* REQUESTS
**a.** Summarize the baseball excerpt in two sentences.
**b.** Reproduce the passage of the baseball excerpt from "Got that? The" to "of July doubleheader.", word for word.

Got that? The Whites triumphed, 4-3, on a walk-off, 2-run homer by Flint, ending a contest in which all 7 runs came on homers, including the back-to-back shots by Kelly and Anson.


4 MORE IN '84

Three weeks later, on June 24, the Whites led Boston, 7-4, after 3 innings, then "earned three in the fifth on Anson's single and home runs by [Fred] Pfeffer and Williamson.

In the seventh, Anson homered, Pfeffer singled and Williamson homered again, and the Whites wound up winning, 10-6.


The White hosted the Philadelphia Quakers in a Fourth of July doubleheader.

They narrowly won the opener, 3-1, as Flint homered. In the rematch, they spotted the Quakers a 1-0 lead in the first inning, then scored 4 runs in their half. By the end of the third, they led, 10-1.

In the fifth, Williamson stepped to the plate with the bases loaded and cleared them with a long drive. Tom Burns then homered, too.

The Whites scored 7 runs in the inning. It is unclear how many had been scored before the homers by Williamson and Burns. The Tribune's story does not include play-by-play of the inning. The Inter Ocean's entire account consists of: "The afternoon game was well attended, and it proved a decided victory for the home nine, who managed to bat Coleman clean out of the box."

* DATA ENTRIES
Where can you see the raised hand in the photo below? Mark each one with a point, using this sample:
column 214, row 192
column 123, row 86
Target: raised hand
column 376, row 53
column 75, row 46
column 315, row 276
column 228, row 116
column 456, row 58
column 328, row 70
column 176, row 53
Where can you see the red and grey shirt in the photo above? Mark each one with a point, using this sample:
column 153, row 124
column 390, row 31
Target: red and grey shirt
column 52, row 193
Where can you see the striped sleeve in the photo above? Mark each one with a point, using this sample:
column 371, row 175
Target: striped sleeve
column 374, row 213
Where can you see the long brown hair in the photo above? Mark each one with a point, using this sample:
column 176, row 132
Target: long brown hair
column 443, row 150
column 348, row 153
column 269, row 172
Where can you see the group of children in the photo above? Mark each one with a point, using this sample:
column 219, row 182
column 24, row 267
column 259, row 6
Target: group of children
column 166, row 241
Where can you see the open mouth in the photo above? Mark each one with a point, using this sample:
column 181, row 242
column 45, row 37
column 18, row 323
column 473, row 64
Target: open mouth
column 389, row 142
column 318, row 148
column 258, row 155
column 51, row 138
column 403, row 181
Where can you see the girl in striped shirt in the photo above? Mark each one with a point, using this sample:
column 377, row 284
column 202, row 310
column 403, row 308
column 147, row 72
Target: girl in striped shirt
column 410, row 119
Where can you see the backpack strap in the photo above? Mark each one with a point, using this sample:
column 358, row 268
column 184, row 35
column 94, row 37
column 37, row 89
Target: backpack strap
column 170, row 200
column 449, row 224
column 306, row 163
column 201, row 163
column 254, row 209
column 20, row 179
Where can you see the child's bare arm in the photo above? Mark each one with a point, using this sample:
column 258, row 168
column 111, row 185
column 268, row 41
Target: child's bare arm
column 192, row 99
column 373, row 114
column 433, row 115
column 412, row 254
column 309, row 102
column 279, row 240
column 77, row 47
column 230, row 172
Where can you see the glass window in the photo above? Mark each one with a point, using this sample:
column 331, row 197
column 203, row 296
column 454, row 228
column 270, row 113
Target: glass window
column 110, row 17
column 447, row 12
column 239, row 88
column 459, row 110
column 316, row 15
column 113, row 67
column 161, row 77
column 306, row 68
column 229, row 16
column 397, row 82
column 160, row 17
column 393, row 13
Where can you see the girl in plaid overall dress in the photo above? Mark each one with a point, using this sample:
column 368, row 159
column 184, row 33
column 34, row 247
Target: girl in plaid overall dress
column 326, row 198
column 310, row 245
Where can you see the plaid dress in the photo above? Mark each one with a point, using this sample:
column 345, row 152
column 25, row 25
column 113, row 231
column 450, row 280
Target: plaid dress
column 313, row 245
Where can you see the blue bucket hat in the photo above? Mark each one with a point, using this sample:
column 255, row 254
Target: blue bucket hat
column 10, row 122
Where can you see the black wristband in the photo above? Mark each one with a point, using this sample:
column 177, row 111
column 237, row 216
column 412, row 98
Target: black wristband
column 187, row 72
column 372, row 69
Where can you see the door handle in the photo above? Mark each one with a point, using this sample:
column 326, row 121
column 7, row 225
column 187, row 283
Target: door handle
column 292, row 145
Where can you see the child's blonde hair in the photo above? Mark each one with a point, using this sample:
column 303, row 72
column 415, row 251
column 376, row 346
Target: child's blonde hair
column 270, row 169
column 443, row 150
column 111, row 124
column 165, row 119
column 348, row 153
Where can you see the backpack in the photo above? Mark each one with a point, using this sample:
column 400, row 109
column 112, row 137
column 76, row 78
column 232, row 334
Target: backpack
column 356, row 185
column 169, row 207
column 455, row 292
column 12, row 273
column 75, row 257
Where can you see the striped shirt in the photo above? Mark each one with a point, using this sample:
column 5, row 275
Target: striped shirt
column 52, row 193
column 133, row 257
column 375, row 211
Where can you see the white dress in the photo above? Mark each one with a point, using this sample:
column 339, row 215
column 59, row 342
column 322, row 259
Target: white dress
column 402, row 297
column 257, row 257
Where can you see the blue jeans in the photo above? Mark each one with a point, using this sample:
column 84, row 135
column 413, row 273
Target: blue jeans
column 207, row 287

* TASK-BY-TASK SOLUTIONS
**a.** The Whites won a 4-3 game on Flint's walk-off two-run homer, with all seven runs coming on home runs, and on June 24 they beat Boston 10-6 with homers by Pfeffer, Williamson and Anson. In a Fourth of July doubleheader against the Philadelphia Quakers, they won the opener 3-1 and scored 7 runs in the fifth inning of the second game, which included Williamson's bases-clearing drive and a homer by Tom Burns, though it is unclear how many of those runs came before the two homers.

**b.**
Got that? The Whites triumphed, 4-3, on a walk-off, 2-run homer by Flint, ending a contest in which all 7 runs came on homers, including the back-to-back shots by Kelly and Anson.


4 MORE IN '84

Three weeks later, on June 24, the Whites led Boston, 7-4, after 3 innings, then "earned three in the fifth on Anson's single and home runs by [Fred] Pfeffer and Williamson.

In the seventh, Anson homered, Pfeffer singled and Williamson homered again, and the Whites wound up winning, 10-6.


The White hosted the Philadelphia Quakers in a Fourth of July doubleheader.